TEXT PASSAGE:

════════════════

- Born: Pak Mun Kwong 8 August 1965 (age 61) Malaysia
- Other name: Mohd Aliff Najmi bin Abdullah
- Occupations: Film director, Producer, Scriptwriter

= Eddie Pak =

Malaysian film director (born 1965)

Eddie.Pak / MK.Pak (born Pak Mun Kwong; 8 August 1965), Chinese: 白文光 is a Malaysian film director, producer and scriptwriter, whose career spans more than 40 years, filled with awards and accomplishments. Eddie's body of work addresses such themes as action, crime pursued by vengeance, drama, morality and beliefs.

== Early life ==
Pak was born on 8 August 1965.

== Career ==
=== 1980s ===
Pak started out in the entertainment industry in 1980, when he traveled to Hong Kong to launch his career in making films, working with Hong Kong and Taiwanese actors, producers, and directors.

In 1985, Pak managed to make a big splash in the film industry at the age of 21 with a Hong Kong and Malaysia joint-venture feature film, "Kumpulan O". Along with directing a number of Chinese shows, an entertainment program for the Malaysian national TV channel (RTM TV), he wrote several Chinese shows at that time.

════════════════

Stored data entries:
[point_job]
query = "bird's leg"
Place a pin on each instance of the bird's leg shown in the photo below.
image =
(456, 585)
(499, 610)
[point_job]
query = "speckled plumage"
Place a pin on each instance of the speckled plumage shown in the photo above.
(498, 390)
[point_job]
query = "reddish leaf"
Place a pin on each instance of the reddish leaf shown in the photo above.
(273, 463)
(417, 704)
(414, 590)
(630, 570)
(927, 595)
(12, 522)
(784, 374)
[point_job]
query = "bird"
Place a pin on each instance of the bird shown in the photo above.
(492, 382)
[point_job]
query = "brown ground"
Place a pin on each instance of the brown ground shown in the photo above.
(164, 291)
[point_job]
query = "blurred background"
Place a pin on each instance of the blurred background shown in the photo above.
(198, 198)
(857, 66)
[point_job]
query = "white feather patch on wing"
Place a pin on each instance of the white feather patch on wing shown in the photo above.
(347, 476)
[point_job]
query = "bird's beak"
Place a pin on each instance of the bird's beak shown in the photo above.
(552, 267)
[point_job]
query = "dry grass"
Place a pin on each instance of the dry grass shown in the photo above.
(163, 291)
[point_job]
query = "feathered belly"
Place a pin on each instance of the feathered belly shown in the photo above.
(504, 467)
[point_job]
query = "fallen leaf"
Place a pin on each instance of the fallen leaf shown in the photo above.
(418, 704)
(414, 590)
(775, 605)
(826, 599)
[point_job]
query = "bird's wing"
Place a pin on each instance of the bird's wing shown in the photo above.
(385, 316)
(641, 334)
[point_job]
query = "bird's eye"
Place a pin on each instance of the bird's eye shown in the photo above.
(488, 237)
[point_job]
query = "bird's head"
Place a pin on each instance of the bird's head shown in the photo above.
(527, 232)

════════════════

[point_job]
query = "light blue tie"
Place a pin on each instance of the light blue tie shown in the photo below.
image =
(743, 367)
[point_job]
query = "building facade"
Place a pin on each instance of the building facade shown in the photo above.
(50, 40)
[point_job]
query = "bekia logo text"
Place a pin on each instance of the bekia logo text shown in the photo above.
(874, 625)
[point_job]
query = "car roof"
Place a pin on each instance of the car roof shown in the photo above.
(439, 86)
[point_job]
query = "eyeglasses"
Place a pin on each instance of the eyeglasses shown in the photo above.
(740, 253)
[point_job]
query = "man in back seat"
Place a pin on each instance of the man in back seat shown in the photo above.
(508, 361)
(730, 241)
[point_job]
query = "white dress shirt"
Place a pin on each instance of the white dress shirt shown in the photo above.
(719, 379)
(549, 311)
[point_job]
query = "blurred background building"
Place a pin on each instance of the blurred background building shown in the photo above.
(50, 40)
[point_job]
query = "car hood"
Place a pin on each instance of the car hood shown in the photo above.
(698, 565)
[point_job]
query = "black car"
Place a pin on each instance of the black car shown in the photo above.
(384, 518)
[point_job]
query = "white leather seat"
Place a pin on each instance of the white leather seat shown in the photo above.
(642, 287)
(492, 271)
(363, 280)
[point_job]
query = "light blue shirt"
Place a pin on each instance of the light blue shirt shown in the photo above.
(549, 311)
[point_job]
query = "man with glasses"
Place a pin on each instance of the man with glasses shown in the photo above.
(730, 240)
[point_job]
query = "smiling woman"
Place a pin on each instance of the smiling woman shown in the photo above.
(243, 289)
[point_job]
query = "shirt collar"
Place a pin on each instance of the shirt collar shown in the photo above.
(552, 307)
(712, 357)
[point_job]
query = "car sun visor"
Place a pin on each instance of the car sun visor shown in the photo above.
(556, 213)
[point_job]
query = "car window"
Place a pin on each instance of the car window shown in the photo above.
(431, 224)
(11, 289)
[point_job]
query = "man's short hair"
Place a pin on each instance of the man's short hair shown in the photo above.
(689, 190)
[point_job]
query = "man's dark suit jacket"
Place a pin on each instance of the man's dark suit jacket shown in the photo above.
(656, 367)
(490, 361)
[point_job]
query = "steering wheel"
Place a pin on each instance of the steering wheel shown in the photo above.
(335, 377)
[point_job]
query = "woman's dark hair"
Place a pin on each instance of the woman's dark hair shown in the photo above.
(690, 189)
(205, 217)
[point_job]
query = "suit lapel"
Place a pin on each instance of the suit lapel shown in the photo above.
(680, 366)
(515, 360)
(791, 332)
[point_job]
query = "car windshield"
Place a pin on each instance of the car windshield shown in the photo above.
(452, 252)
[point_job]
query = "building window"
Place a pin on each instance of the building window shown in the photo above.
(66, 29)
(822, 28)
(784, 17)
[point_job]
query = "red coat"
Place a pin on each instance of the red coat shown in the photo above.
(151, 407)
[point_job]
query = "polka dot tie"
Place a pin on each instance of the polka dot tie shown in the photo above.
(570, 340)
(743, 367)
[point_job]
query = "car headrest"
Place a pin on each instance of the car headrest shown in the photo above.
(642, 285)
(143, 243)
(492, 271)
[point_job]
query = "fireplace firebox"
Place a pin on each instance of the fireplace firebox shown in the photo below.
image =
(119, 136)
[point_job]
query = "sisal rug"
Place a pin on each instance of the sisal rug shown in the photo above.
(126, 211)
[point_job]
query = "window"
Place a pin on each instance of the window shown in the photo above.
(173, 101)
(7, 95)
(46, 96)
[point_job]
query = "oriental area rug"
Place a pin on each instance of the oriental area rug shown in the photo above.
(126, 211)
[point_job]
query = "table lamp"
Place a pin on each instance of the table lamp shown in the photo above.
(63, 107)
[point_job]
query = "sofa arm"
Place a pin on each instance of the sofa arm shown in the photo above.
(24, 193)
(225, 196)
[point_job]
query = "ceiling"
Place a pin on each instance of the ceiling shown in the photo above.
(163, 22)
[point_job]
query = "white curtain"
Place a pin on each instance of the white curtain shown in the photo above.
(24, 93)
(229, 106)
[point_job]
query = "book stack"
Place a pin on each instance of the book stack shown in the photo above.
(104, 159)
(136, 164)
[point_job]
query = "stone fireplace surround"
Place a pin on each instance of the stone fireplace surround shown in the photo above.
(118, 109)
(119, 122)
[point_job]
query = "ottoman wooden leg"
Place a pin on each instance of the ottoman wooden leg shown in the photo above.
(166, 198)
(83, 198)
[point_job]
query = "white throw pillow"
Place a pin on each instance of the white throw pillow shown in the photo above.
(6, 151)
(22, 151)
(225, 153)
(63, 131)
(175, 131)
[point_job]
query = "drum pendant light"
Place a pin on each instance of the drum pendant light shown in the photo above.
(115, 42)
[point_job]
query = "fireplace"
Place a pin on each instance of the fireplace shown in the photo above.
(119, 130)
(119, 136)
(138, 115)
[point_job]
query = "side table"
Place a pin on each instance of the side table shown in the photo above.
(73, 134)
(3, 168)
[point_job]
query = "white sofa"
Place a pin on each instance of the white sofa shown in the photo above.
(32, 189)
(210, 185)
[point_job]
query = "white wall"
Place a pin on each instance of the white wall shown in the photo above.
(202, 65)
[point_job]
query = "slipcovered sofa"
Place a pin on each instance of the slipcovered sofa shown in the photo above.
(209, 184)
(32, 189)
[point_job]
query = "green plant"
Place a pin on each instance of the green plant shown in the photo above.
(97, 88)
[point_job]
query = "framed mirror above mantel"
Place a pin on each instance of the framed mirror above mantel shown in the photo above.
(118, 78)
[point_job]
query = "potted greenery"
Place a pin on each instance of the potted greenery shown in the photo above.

════════════════

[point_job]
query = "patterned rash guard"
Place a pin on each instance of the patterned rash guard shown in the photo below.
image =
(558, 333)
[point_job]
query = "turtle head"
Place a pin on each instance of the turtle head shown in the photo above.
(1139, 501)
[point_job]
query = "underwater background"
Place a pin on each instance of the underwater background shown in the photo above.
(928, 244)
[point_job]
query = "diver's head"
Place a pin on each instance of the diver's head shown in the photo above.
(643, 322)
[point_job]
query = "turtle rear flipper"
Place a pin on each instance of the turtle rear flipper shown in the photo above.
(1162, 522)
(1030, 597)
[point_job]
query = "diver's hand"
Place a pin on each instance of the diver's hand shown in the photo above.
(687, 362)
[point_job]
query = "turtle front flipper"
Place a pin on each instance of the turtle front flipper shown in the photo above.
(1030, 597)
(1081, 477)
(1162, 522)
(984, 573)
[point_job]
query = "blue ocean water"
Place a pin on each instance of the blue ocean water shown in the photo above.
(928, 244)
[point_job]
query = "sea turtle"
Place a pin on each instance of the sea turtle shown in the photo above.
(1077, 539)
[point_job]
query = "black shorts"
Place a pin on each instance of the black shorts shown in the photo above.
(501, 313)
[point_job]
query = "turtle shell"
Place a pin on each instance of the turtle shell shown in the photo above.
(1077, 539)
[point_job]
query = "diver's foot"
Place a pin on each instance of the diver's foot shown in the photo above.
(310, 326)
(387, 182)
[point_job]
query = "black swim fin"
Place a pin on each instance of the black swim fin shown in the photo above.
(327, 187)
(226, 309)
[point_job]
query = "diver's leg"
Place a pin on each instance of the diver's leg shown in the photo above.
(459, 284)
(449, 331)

════════════════

WHAT YOU WILL DO: In the passage about Eddie Pak, what was the title of the 1985 Hong Kong and Malaysia joint-venture feature film?

OUTPUT BELOW: "Kumpulan O"